§ Extract
□ □ □
Bradley v. State, 85-2664

Decision Date10 June 1987
Docket NumberNo. 85-2664,85-2664
Citation509 So.2d 1137,12 Fla. L. Weekly 1473
Parties12 Fla. L. Weekly 1473 Donald Lee BRADLEY, Appellant, v. STATE of Florida, Appellee.
CourtFlorida District Court of Appeals

James Marion Moorman, Public Defender, and John T. Kilcrease, Jr., Asst. Public Defender, Bartow, for appellant.

Robert A. Butterworth, Atty. Gen., Tallahassee, and James A. Young, Asst. Atty. Gen., Tampa, for appellee.

FRANK, Judge.

The appellant, Donald E. Bradley, the beneficiary of a delayed appeal permitted by State v. Meyer, 430 So.2d 440 (Fla.1983), challenges his conviction and sentence for burglary. We find no reason to disturb Bradley's conviction; it is affirmed. He correctly disputes, however, the trial court's written reasons for its upward departure from the guidelines presumptive range.
□ □ □
§ Dataset
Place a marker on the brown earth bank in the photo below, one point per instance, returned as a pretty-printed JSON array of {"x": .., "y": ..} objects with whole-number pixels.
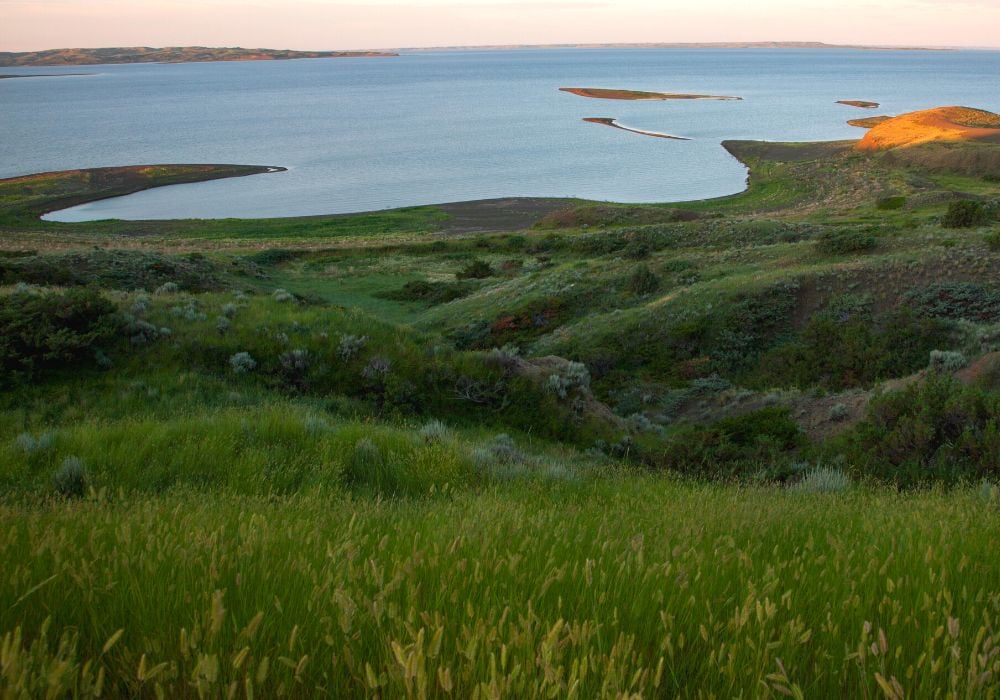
[
  {"x": 941, "y": 124},
  {"x": 610, "y": 121},
  {"x": 615, "y": 94},
  {"x": 862, "y": 104},
  {"x": 868, "y": 122},
  {"x": 170, "y": 54}
]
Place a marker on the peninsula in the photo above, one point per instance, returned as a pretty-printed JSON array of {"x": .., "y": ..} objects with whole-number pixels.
[
  {"x": 612, "y": 94},
  {"x": 170, "y": 54}
]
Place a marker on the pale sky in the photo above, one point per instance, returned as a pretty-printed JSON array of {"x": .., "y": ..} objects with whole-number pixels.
[{"x": 357, "y": 24}]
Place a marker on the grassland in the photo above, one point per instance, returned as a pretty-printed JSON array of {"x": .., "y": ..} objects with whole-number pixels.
[{"x": 737, "y": 447}]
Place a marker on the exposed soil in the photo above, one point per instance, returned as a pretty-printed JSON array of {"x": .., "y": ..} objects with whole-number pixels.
[
  {"x": 609, "y": 121},
  {"x": 861, "y": 104},
  {"x": 611, "y": 94},
  {"x": 504, "y": 214}
]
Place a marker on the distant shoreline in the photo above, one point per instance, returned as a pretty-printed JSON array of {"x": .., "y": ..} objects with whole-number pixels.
[
  {"x": 173, "y": 54},
  {"x": 202, "y": 54}
]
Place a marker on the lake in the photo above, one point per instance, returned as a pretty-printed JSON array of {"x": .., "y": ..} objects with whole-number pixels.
[{"x": 375, "y": 133}]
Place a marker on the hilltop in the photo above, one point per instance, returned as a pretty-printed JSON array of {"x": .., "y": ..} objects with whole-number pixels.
[
  {"x": 173, "y": 54},
  {"x": 941, "y": 124}
]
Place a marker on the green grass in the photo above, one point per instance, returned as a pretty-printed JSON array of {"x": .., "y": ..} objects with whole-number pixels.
[
  {"x": 640, "y": 587},
  {"x": 424, "y": 517}
]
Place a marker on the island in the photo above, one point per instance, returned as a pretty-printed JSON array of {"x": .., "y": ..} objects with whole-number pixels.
[
  {"x": 610, "y": 121},
  {"x": 170, "y": 54},
  {"x": 941, "y": 124},
  {"x": 861, "y": 104},
  {"x": 614, "y": 94}
]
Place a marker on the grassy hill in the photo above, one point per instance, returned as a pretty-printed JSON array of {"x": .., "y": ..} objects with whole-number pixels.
[{"x": 548, "y": 447}]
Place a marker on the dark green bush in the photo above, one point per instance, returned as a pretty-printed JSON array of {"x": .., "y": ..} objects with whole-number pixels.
[
  {"x": 838, "y": 354},
  {"x": 428, "y": 292},
  {"x": 935, "y": 431},
  {"x": 846, "y": 242},
  {"x": 477, "y": 269},
  {"x": 966, "y": 213},
  {"x": 643, "y": 281},
  {"x": 890, "y": 203},
  {"x": 736, "y": 445},
  {"x": 42, "y": 331},
  {"x": 956, "y": 300}
]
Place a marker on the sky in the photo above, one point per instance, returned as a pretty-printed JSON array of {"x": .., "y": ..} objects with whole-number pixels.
[{"x": 27, "y": 25}]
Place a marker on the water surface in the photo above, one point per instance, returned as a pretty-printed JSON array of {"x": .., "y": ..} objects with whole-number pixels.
[{"x": 363, "y": 134}]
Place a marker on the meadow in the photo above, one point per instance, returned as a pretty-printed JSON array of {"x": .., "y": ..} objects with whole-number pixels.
[{"x": 605, "y": 453}]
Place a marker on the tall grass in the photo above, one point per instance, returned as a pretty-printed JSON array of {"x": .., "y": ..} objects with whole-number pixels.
[{"x": 636, "y": 587}]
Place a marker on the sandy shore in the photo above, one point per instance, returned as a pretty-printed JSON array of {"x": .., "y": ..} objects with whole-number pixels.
[
  {"x": 862, "y": 104},
  {"x": 610, "y": 94},
  {"x": 609, "y": 121}
]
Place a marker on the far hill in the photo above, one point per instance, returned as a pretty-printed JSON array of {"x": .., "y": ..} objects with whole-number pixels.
[
  {"x": 942, "y": 124},
  {"x": 171, "y": 54}
]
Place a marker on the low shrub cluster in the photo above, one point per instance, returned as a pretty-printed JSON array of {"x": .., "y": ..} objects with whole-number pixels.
[
  {"x": 939, "y": 431},
  {"x": 839, "y": 354},
  {"x": 41, "y": 331},
  {"x": 742, "y": 445},
  {"x": 846, "y": 242},
  {"x": 429, "y": 292},
  {"x": 968, "y": 213}
]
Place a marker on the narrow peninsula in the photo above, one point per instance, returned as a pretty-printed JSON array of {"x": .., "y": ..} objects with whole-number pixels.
[
  {"x": 612, "y": 122},
  {"x": 613, "y": 94}
]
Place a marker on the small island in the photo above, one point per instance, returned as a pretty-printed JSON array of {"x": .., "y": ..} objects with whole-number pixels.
[
  {"x": 611, "y": 94},
  {"x": 610, "y": 121},
  {"x": 861, "y": 104},
  {"x": 170, "y": 54}
]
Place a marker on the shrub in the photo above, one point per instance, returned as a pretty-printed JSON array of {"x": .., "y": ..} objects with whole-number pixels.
[
  {"x": 890, "y": 203},
  {"x": 966, "y": 213},
  {"x": 993, "y": 240},
  {"x": 70, "y": 480},
  {"x": 571, "y": 377},
  {"x": 839, "y": 412},
  {"x": 866, "y": 351},
  {"x": 845, "y": 242},
  {"x": 351, "y": 346},
  {"x": 435, "y": 431},
  {"x": 736, "y": 445},
  {"x": 935, "y": 431},
  {"x": 823, "y": 480},
  {"x": 242, "y": 363},
  {"x": 946, "y": 361},
  {"x": 428, "y": 292},
  {"x": 643, "y": 281},
  {"x": 956, "y": 300},
  {"x": 477, "y": 269},
  {"x": 46, "y": 331}
]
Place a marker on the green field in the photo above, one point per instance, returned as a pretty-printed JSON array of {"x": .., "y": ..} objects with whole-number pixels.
[{"x": 745, "y": 447}]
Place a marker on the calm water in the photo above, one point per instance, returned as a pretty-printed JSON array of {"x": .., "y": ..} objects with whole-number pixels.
[{"x": 366, "y": 134}]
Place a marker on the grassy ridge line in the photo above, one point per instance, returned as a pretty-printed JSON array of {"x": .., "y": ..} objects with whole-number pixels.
[{"x": 642, "y": 586}]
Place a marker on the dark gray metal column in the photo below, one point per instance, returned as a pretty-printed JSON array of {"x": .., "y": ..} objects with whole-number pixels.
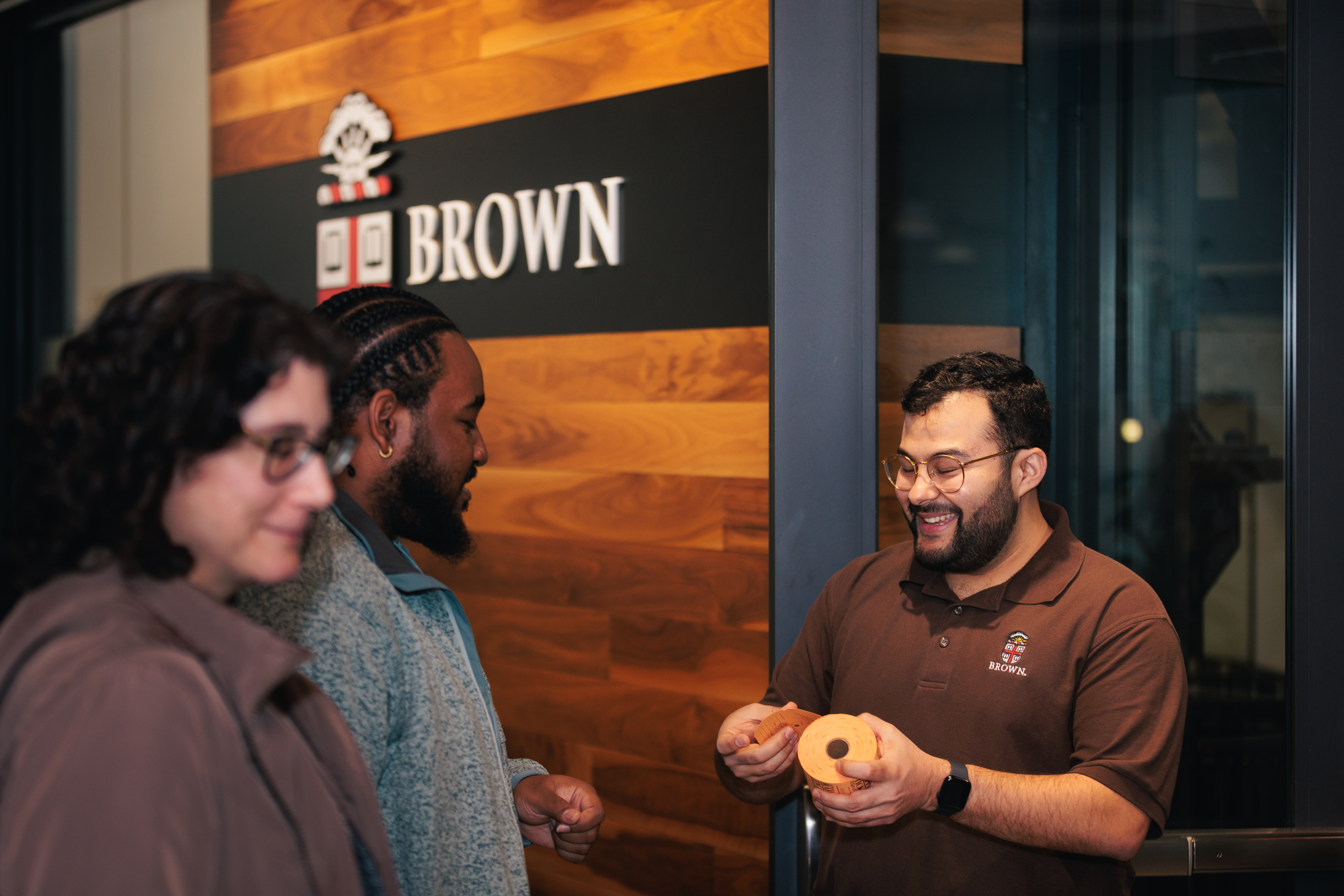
□ □ □
§ Given exercise
Copy out the full Bradley v. State court decision above, word for word and line for line.

§ The reply
Bradley v. State, 85-2664

Decision Date10 June 1987
Docket NumberNo. 85-2664,85-2664
Citation509 So.2d 1137,12 Fla. L. Weekly 1473
Parties12 Fla. L. Weekly 1473 Donald Lee BRADLEY, Appellant, v. STATE of Florida, Appellee.
CourtFlorida District Court of Appeals

James Marion Moorman, Public Defender, and John T. Kilcrease, Jr., Asst. Public Defender, Bartow, for appellant.

Robert A. Butterworth, Atty. Gen., Tallahassee, and James A. Young, Asst. Atty. Gen., Tampa, for appellee.

FRANK, Judge.

The appellant, Donald E. Bradley, the beneficiary of a delayed appeal permitted by State v. Meyer, 430 So.2d 440 (Fla.1983), challenges his conviction and sentence for burglary. We find no reason to disturb Bradley's conviction; it is affirmed. He correctly disputes, however, the trial court's written reasons for its upward departure from the guidelines presumptive range.